TEXT SEGMENT |

A Hairy Tale
- Fatima Tariq
- Oct 6, 2022
- 4 min read
Updated: Dec 21, 2024

Let's talk hair ladies.
I have it, you have it. We all have it. Unfortunately less of it on my head than I would ideally prefer and much much more of it everywhere else than I need.
My mother and my sister are unfairly hair free, and can flaunt lightly downy arms and hairless shins all year long. I, on the other hand, in my natural state am a furry limbed mutant who lends credence to the theory that we are all just slightly more evolved apes.
My genetic legacy of a caterpillar unibrow and a Frida kahlo-style 'tache has been attributed to rogue genetic material inherited from my dad's side of the family (in the words of my mom).

Off course nature's generosity in this regard also translated into an abundance of hair on my head. But it was never well behaved, polite hair. It was an afro-esque curiosity of curls which swallowed hairpins whole when I wasn't looking. When angered, it would grow upward and outward and was prone to spring ferociously into a mass of bristling frizz at the first hint of humidity or at the sight of a hairbrush.

That abundance was significantly pared down after the birth of two kids. The road to accepting my curly self is another long story. For now. I'll work from the top down.
Throughout my teens, I had a unibrow, a mustache and a pronounced penchant for men's vests (is it just me who thinks women's underwear is insanely uncomfortable) . My mom was a very low maintenance lady with a less than normal amount of body hair.
So she had no idea what to do with her abnormally hairy daughter. To add insult to injury she had read somewhere that it damages children's self esteem if you comment on their appearance or attempt to change it in any way . Although I would beg to differ and point out that going through tenth grade with more facial hair than my male class fellows didn't exactly do my self esteem any favors.

EXERCISE AIM | Decide whether each statement below agrees with the essay "A Hairy Tale," and answer yes or no, quoting the words of the essay that settle it. (a) The writer's mother has less body hair than normal. (b) The hair on the writer's head grew thicker after the birth of two kids. (c) The writer had a unibrow during the teenage years.

SOURCE MATERIAL |
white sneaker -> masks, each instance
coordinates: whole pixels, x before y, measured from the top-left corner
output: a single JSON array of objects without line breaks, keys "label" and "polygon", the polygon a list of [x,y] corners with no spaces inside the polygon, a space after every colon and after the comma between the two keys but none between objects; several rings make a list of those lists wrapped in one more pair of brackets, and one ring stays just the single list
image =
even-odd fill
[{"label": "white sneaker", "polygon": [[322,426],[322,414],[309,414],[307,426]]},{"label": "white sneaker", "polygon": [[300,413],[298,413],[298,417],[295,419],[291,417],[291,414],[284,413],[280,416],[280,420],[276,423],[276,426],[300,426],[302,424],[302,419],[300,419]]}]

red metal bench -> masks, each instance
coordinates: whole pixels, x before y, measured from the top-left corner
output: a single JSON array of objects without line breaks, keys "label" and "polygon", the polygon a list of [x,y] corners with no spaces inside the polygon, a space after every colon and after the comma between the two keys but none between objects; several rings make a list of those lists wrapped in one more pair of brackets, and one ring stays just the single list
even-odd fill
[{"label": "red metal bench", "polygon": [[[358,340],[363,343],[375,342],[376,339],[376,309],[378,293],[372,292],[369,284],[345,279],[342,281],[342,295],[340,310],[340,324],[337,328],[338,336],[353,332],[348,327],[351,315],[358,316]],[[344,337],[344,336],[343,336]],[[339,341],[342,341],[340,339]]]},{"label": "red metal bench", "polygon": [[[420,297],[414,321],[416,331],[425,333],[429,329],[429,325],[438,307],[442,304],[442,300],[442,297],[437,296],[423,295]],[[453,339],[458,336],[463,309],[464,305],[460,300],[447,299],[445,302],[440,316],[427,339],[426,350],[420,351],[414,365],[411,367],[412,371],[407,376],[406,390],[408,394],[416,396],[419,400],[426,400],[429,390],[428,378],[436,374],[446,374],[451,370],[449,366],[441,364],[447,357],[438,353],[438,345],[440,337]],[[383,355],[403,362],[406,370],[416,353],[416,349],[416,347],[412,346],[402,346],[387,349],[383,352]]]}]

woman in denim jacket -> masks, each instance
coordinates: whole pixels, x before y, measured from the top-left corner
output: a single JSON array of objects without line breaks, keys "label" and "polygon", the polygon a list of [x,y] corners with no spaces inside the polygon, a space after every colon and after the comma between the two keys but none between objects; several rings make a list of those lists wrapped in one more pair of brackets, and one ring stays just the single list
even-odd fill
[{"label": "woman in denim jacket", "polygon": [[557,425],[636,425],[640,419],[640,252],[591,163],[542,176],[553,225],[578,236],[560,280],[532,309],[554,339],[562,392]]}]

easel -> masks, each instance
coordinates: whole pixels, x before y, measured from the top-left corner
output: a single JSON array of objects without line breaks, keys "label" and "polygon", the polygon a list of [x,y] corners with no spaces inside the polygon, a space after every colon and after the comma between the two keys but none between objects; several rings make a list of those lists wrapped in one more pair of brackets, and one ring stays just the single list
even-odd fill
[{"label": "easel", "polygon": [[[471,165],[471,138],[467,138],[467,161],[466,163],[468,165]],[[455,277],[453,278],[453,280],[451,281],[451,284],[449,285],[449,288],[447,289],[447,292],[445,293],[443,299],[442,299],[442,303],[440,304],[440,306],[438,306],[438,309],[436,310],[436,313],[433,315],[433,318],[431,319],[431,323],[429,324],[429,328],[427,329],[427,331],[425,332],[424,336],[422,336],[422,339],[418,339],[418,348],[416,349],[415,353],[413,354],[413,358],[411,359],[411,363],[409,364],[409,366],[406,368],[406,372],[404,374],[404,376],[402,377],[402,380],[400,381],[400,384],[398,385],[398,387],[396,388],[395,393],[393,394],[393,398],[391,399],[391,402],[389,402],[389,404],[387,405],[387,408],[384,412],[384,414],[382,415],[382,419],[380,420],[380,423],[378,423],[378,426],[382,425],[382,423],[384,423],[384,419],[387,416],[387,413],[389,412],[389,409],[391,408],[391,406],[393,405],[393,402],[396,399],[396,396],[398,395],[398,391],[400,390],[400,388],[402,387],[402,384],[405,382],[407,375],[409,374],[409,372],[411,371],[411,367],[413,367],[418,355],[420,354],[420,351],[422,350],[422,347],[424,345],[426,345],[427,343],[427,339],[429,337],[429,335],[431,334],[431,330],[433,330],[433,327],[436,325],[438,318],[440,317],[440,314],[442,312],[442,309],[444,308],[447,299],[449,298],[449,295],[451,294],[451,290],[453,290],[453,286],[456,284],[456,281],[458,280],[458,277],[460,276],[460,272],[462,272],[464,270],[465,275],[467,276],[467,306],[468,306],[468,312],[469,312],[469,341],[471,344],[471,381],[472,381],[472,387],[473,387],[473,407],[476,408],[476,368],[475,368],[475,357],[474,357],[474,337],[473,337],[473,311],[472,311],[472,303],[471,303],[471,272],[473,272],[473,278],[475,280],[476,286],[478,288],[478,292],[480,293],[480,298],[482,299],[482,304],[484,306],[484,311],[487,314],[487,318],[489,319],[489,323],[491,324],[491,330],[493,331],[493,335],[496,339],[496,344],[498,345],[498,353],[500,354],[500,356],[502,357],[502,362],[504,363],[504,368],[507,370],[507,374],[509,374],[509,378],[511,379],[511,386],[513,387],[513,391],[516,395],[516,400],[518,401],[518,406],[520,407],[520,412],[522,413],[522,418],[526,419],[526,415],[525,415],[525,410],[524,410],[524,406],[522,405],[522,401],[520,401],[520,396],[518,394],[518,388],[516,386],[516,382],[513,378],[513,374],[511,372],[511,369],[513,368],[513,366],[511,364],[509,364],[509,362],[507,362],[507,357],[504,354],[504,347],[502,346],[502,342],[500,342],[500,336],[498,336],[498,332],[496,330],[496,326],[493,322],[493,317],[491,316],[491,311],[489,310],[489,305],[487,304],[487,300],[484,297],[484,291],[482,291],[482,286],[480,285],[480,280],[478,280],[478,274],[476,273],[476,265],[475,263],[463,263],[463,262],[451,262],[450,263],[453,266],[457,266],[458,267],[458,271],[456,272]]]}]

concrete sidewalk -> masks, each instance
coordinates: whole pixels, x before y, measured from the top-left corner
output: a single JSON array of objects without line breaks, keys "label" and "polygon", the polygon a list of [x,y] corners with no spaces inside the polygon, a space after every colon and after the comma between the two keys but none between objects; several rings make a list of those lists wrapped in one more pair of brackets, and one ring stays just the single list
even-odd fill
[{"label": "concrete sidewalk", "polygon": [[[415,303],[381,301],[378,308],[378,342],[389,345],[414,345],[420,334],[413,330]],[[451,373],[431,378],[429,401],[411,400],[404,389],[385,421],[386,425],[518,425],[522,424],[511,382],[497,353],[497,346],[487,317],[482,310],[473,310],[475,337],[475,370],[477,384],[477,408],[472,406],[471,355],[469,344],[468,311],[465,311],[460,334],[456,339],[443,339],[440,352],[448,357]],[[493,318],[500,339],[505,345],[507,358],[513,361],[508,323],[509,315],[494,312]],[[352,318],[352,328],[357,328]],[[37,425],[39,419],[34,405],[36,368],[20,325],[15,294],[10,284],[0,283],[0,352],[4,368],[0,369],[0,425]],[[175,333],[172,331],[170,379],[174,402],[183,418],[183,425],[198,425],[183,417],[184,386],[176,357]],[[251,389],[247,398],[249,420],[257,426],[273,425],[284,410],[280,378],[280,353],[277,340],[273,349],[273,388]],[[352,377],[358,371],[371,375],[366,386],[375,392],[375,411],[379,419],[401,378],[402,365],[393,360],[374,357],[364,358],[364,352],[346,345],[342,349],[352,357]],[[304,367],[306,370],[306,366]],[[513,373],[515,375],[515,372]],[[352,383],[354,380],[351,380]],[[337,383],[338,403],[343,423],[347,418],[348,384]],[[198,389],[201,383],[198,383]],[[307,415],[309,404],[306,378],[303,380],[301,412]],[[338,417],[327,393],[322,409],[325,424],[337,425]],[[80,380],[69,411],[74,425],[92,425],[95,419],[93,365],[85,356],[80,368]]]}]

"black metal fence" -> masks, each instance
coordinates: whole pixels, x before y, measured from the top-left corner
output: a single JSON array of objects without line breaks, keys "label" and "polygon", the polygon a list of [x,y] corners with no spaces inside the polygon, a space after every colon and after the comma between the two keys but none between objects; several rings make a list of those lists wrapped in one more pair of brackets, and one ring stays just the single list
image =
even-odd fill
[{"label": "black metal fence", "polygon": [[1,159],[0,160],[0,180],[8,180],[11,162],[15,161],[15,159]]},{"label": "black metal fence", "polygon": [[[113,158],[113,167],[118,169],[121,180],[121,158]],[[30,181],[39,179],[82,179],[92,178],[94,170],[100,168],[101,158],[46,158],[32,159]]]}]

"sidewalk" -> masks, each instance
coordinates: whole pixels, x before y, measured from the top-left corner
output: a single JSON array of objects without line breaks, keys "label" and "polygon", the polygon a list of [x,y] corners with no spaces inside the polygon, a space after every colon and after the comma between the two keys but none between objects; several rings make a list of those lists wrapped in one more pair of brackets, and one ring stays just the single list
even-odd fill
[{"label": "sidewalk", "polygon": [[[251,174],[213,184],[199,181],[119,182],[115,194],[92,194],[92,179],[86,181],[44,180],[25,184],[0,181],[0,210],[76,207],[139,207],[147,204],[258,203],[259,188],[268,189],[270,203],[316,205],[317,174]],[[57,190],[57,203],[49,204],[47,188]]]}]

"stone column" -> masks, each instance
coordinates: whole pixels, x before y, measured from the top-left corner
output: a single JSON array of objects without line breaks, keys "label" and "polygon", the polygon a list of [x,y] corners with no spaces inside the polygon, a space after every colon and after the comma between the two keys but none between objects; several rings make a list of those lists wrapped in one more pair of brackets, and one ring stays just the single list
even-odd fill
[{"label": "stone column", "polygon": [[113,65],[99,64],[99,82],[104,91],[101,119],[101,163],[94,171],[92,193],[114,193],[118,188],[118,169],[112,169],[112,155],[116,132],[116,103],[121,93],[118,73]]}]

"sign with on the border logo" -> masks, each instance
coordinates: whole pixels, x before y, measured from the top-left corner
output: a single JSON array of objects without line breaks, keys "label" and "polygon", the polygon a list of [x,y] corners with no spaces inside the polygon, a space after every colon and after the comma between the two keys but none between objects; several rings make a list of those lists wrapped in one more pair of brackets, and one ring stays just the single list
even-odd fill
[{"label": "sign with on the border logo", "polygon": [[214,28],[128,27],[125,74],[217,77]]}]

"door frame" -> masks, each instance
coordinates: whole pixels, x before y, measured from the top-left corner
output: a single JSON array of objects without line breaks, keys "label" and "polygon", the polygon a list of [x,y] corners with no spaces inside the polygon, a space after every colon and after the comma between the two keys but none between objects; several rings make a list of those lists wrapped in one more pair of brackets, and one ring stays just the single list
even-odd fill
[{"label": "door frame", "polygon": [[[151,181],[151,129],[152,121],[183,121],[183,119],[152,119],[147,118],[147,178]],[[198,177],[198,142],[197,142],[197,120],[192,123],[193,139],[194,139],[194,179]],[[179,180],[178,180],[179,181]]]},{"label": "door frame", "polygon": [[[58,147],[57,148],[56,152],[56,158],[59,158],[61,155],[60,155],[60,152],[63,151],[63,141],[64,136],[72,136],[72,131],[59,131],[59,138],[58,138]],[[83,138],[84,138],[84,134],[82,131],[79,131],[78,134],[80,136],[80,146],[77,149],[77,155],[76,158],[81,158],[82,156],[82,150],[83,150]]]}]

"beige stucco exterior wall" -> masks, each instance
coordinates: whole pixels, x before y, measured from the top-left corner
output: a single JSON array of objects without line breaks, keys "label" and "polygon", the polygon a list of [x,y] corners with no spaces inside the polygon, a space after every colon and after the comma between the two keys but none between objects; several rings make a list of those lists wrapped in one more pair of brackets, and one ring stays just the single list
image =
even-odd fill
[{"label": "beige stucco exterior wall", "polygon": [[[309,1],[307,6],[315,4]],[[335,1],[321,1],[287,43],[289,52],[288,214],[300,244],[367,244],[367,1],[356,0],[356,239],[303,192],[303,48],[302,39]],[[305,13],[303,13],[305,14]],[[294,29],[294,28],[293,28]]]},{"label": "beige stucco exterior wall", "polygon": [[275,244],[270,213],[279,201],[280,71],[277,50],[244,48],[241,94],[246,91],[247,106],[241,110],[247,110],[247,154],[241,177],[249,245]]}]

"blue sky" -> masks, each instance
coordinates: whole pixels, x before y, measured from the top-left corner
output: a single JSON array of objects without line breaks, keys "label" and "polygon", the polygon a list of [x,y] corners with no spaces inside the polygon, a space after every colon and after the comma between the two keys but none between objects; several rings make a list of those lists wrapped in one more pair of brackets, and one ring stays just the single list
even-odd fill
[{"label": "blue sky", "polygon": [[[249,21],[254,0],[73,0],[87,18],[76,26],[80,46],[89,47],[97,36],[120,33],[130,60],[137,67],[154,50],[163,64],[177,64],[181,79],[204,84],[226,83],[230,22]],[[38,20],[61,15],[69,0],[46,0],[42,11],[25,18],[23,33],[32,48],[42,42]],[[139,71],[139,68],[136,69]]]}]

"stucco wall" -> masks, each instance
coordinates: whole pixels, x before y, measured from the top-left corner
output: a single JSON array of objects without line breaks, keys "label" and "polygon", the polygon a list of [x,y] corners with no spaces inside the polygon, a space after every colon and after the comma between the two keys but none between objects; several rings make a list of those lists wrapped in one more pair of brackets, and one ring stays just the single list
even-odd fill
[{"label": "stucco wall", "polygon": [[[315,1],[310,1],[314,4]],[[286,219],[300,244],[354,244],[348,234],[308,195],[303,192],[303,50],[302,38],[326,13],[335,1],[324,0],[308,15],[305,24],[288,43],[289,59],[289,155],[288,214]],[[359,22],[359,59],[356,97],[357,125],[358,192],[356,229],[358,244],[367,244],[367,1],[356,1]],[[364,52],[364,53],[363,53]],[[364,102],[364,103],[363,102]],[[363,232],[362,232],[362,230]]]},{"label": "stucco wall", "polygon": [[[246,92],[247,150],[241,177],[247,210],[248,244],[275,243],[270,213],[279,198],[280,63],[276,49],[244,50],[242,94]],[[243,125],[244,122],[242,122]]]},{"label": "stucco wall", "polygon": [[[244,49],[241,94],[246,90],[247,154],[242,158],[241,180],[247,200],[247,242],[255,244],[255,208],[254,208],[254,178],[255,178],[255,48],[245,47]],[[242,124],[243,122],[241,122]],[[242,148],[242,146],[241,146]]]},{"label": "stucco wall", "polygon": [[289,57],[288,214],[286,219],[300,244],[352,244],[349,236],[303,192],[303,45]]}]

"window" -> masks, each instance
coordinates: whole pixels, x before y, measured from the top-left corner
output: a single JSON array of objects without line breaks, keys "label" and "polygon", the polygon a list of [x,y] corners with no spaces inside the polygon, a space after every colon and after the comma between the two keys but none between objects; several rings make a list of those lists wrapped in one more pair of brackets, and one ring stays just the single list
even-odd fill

SOLUTION TO THIS PROBLEM |
(a) Yes: "My mom was a very low maintenance lady with a less than normal amount of body hair."
(b) No: "That abundance was significantly pared down after the birth of two kids."
(c) Yes: "Throughout my teens, I had a unibrow, a mustache and a pronounced penchant for men's vests"